* _Stated problem A_: In the mailing-list post on fsck, how long did fsck take on the 43 GB ext2 filesystem?
* _Stated problem B_: Using the mailing-list post on fsck, explain why Malcolm Beattie tells Pavel Machek not to guess or exaggerate.
* _Stated problem C_: Please continue the mailing-list post on fsck from its last line.

* _Page excerpt_:
-*-*-

Re: fsck is dead (was: Some very thought-provoking ...)

Malcolm Beattie (mbeattie@sable.ox.ac.uk)
Tue, 22 Jun 1999 10:18:17 +0100 (BST)


Pete Zaitcev writes:
> >From: Malcolm Beattie <mbeattie@sable.ox.ac.uk>
> >Date: Mon, 21 Jun 1999 15:55:51 +0100 (BST)
>
> >Pavel Machek writes:
> >> Or 3 hours of power fault and 3 hours of fsck... Which is exactly what
> >> happens on ~100Gig disks.
> >
> >Please don't guess/exaggerate: I've already posted fsck benchmark
> >times to this mailing list a month ago. In particular, fsck for a
> >43 GB ext2 filesystem (4K blocks) with 30 GB in use took 13 minutes.
>
> I heard one interesting presentation by John Mashey which basically
> maintains that the capacity of disks increases its growth rate and
> grows faster than the disk interconnect speed and faster than CPU
> speeds. Disk capacities reached rate of 60% per annum.

-*-*-

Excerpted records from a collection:

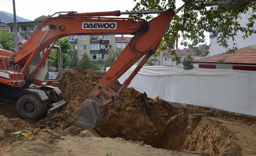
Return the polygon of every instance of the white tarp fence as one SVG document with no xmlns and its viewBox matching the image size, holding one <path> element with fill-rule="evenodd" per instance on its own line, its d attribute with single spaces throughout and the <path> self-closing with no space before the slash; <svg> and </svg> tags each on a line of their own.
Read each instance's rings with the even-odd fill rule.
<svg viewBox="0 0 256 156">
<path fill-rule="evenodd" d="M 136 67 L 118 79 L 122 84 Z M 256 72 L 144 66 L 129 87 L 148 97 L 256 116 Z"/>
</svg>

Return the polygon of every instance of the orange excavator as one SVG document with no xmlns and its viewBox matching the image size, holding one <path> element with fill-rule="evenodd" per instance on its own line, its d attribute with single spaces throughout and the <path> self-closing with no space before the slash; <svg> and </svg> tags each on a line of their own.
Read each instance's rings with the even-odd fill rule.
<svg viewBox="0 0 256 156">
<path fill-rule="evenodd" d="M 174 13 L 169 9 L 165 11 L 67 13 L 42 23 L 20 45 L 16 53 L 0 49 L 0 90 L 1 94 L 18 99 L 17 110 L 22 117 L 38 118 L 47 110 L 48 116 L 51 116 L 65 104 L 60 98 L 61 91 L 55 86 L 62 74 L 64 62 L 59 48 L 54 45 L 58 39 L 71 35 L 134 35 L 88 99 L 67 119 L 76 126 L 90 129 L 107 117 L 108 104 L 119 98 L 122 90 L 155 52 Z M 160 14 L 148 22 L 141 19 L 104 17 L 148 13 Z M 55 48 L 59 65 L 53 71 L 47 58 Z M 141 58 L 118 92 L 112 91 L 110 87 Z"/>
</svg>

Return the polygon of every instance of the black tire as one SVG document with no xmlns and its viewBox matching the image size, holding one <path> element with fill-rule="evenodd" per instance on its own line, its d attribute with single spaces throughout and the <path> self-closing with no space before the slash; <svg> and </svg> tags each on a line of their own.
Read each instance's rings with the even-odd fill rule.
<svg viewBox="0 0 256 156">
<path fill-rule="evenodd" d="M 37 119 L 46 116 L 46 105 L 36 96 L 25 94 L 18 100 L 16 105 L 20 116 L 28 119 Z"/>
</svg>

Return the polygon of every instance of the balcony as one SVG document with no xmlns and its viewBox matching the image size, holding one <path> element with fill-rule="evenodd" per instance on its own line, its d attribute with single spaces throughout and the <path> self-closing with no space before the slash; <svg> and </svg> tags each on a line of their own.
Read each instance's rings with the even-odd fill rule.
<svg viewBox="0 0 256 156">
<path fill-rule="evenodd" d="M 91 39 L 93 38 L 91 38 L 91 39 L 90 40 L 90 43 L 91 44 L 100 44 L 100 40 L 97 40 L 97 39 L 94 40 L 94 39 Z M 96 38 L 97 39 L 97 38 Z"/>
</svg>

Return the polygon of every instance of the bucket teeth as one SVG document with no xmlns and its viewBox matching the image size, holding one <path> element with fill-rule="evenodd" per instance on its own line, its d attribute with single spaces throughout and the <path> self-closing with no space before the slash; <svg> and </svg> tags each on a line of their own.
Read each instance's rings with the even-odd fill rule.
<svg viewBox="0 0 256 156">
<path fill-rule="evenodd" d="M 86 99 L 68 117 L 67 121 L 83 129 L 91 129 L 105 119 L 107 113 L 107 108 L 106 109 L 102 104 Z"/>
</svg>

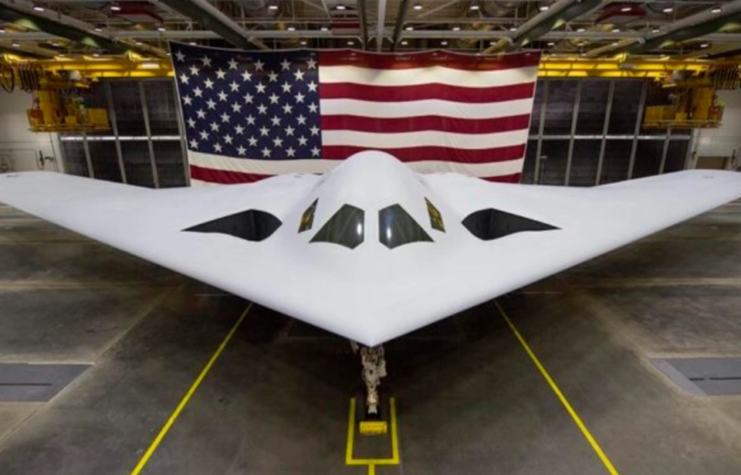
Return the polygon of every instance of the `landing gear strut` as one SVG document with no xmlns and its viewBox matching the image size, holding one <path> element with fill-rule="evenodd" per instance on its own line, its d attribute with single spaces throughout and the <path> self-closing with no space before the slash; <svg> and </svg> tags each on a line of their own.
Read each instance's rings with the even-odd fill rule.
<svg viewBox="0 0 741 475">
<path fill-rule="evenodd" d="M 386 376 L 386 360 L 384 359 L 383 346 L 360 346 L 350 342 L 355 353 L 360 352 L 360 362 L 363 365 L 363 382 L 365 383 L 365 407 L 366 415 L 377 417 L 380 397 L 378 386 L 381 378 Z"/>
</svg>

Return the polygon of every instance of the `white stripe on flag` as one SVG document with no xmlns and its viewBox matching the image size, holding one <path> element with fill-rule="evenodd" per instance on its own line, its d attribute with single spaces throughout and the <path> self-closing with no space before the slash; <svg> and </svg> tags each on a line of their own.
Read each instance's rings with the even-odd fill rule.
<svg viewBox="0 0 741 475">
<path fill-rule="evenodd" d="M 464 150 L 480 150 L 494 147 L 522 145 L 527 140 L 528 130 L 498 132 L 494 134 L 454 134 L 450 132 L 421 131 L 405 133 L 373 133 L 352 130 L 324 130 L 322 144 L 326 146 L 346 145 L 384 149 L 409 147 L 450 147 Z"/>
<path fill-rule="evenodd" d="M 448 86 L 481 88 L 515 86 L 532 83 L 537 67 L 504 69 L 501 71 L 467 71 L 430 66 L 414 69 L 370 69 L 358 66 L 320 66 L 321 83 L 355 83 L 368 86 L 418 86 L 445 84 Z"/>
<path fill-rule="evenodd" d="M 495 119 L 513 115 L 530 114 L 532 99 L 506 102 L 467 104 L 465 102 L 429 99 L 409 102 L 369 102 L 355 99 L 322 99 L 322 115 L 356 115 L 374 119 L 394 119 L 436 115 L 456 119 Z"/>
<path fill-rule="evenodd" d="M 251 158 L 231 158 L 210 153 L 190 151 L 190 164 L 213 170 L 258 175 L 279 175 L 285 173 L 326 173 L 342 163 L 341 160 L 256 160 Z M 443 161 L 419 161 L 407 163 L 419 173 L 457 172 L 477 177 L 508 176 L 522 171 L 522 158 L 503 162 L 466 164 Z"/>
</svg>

-*-*-

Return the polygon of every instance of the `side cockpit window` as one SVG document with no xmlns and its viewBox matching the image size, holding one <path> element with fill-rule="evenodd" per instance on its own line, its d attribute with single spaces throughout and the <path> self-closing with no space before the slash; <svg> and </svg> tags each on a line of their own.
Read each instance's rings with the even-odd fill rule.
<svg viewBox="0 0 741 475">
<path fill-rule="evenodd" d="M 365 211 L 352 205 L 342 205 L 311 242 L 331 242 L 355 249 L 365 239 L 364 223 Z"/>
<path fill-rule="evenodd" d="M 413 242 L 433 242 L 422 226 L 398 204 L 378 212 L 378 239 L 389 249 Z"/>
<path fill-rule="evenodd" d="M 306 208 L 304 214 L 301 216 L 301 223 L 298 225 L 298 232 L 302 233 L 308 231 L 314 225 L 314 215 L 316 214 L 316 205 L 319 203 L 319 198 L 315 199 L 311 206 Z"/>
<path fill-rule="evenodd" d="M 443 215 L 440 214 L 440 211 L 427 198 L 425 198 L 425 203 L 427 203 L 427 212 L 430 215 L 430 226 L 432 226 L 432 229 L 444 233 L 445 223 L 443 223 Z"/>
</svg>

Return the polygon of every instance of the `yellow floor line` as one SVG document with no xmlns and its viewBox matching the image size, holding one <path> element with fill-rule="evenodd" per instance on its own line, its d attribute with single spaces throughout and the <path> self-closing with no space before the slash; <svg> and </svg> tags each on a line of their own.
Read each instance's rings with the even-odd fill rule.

-*-*-

* _Exercise output A_: It took 13 minutes.

* _Exercise output B_: Beattie had already posted fsck benchmark times to the mailing list a month earlier, so real figures were available. Those figures showed that fsck on a 43 GB ext2 filesystem with 4K blocks and 30 GB in use took 13 minutes, not the 3 hours Pavel suggested.

* _Exercise output C_:
>
> So in the long run you will not be able to do traditional fsck
> which scans a volume, which is O(capacity). Journal commit, which
> is O(outstaning_data_size) may be done if we constrain journal size
> growth rate. May be I am getting something wrong but this is how
> I see things.
>
> Pavel sounds non-scientific and guesses perhaps. But strangely enough
> he got it right. We are going to see 144GB disks in two years time.

He didn't get it right; he didn't make predictions about the future
ad neither did I. He said that ext2 fsck right *now* would take 3
hours for a 100GB filesystem. I replied saying that I'd benchmarked
it at 13 minutes for a 75% full 43GB filesystem (and I now have 4 such
filesystems attached to our mail server cluster). Within a year, I
expect to see journalling support for ext2. Within that year, I don't
expect any system crashes and, if there is a crash, I find 13 minutes
to be an acceptable fsck time given the other advantages of the Linux
mail cluster.

My point is that fsck is adequate right *now* for large file systems
in many situations. People shouldn't avoid rolling out systems with
large ext2 filesystems *now* because by the time disk sizes grow large
enough to make fsck infeasible, ext2 (or XFS or reiserfs or whatever)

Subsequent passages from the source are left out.